• _Set of tasks_:
1. In the ML security passage below, what do Microsoft's Counterfit and related Arsenal plug-ins connect adversarial libraries to?
2. For each statement, answer yes or no based on the ML security passage below, and quote the words that decide it. (a) The passage recommends a risk matrix of likelihood versus impact. (b) The passage treats testing as a one-time gate. (c) Key rotation is suggested for model artifacts and checkpoints.
3. Please set down everything in the ML security passage below from "6) Rate risk" down to "and training batches.", with no changes.

Start Source passage

6) Rate risk and decide mitigations Use a simple risk matrix: likelihood vs impact. ML-specific signal increases likelihood categories where public query surfaces exist or where data comes from uncurated sources. For common mitigations consider:

  • Data provenance and lineage, immutably logged (prevent and investigate poisoning).
  • Input validation and anomaly detection on incoming samples and training batches.
  • Rate limiting, query fingerprinting, and output truncation to reduce model extraction and abuse.
  • Differential privacy or synthetic-data generation to reduce privacy leakage from training data.
  • Access control and key rotation for model artifacts and checkpoints.
  • Adversarial training, robust optimization, and certified defenses where applicable.
  • Monitor distribution shift and concept drift metrics in production and create alert thresholds. These controls map directly to the threats in MITRE ATLAS and to OWASP mitigations for ML-specific weaknesses.

7) Operationalize testing and red teaming You want continuous validation, not a one-time gate. Integrate adversarial tests into CI: fuzz inputs, simulate poisoning in a sandbox, run membership inference and extraction probes against staging models. Tools and integrations exist to help emulate adversarial behavior; Microsoft’s Counterfit and related Arsenal plug-ins connect adversarial libraries to red-team frameworks so security teams can run realistic checks without becoming ML researchers overnight. Use ATLAS case studies to design test harnesses that replicate known techniques.

End Source passage
Start Excerpted data

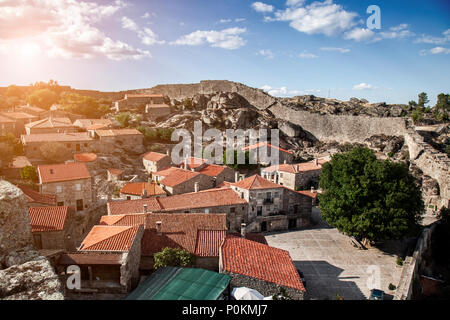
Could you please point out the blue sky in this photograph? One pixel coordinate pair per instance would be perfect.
(289, 47)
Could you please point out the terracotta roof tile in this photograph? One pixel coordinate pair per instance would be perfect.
(154, 156)
(85, 157)
(134, 206)
(36, 197)
(117, 132)
(260, 144)
(136, 188)
(256, 182)
(63, 172)
(110, 238)
(58, 137)
(44, 219)
(260, 261)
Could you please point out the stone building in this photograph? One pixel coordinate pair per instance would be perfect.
(141, 190)
(219, 173)
(272, 207)
(177, 181)
(20, 119)
(260, 267)
(201, 234)
(115, 239)
(284, 156)
(70, 182)
(297, 176)
(7, 125)
(74, 142)
(135, 101)
(127, 139)
(50, 125)
(154, 161)
(52, 227)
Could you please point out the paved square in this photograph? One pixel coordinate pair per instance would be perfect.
(331, 265)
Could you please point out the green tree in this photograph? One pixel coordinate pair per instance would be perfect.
(174, 258)
(423, 100)
(441, 110)
(42, 98)
(369, 198)
(123, 119)
(28, 173)
(55, 151)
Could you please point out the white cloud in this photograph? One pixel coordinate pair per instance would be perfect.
(317, 18)
(435, 40)
(307, 55)
(262, 7)
(361, 34)
(266, 53)
(147, 36)
(229, 39)
(64, 28)
(435, 50)
(363, 86)
(341, 50)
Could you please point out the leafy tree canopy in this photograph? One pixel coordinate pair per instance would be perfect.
(369, 198)
(172, 257)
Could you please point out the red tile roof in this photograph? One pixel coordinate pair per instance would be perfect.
(181, 231)
(174, 176)
(259, 261)
(260, 144)
(110, 238)
(63, 172)
(117, 132)
(136, 188)
(209, 242)
(256, 182)
(85, 157)
(44, 219)
(50, 123)
(203, 199)
(36, 197)
(213, 170)
(134, 206)
(58, 137)
(154, 156)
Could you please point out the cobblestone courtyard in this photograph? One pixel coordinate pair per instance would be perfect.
(331, 265)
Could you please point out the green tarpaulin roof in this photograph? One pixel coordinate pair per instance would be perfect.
(172, 283)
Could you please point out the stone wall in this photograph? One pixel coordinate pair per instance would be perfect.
(340, 128)
(263, 287)
(411, 265)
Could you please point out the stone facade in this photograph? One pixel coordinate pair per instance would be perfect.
(264, 287)
(78, 194)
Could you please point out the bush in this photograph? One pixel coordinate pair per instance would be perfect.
(174, 258)
(28, 173)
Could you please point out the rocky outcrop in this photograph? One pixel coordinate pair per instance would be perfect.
(15, 232)
(26, 275)
(32, 280)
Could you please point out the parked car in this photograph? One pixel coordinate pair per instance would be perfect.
(376, 294)
(302, 277)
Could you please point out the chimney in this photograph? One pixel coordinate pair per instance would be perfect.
(158, 228)
(243, 229)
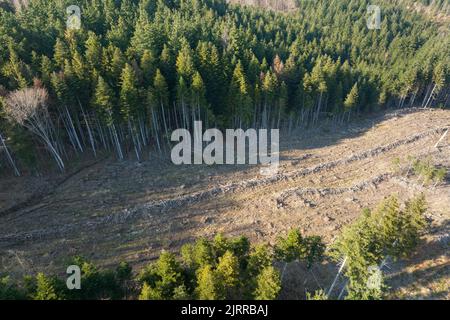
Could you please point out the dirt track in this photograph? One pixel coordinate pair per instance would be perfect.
(126, 211)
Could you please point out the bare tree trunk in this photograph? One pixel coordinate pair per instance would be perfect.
(8, 155)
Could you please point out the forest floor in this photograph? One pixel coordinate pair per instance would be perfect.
(111, 211)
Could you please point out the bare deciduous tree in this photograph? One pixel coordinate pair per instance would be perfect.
(28, 107)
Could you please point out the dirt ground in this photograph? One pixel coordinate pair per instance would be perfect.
(113, 211)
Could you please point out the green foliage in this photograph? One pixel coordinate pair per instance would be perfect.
(428, 172)
(9, 290)
(227, 65)
(386, 232)
(318, 295)
(295, 247)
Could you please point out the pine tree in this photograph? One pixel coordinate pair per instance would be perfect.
(207, 284)
(227, 272)
(268, 284)
(45, 289)
(129, 96)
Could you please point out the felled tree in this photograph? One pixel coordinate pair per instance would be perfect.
(28, 108)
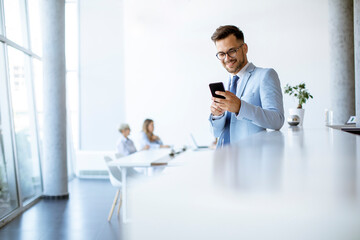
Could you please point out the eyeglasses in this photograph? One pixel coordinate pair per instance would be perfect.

End Excerpted data

• _Answer set_:
1. Red-team frameworks.

2.
(a) Yes: "Use a simple risk matrix: likelihood vs impact."
(b) No: "You want continuous validation, not a one-time gate."
(c) Yes: "Access control and key rotation for model artifacts and checkpoints."

3.
6) Rate risk and decide mitigations Use a simple risk matrix: likelihood vs impact. ML-specific signal increases likelihood categories where public query surfaces exist or where data comes from uncurated sources. For common mitigations consider:

  • Data provenance and lineage, immutably logged (prevent and investigate poisoning).
  • Input validation and anomaly detection on incoming samples and training batches.